__SUPPLIED RECORDS__.

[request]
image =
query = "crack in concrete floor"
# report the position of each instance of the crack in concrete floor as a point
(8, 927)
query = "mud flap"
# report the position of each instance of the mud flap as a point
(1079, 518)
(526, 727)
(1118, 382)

__PROBLEM DESCRIPTION__. Quote every one of the rows above verbatim, changing nothing.

__SOLUTION FOR THIS PROBLEM__.
[request]
image =
query = "crack in concrete floor"
# report the position of each instance of the crack in concrete floor as a point
(8, 927)
query = "mud flap"
# report the position of each instance of the mud flap as a point
(1079, 518)
(526, 727)
(1118, 382)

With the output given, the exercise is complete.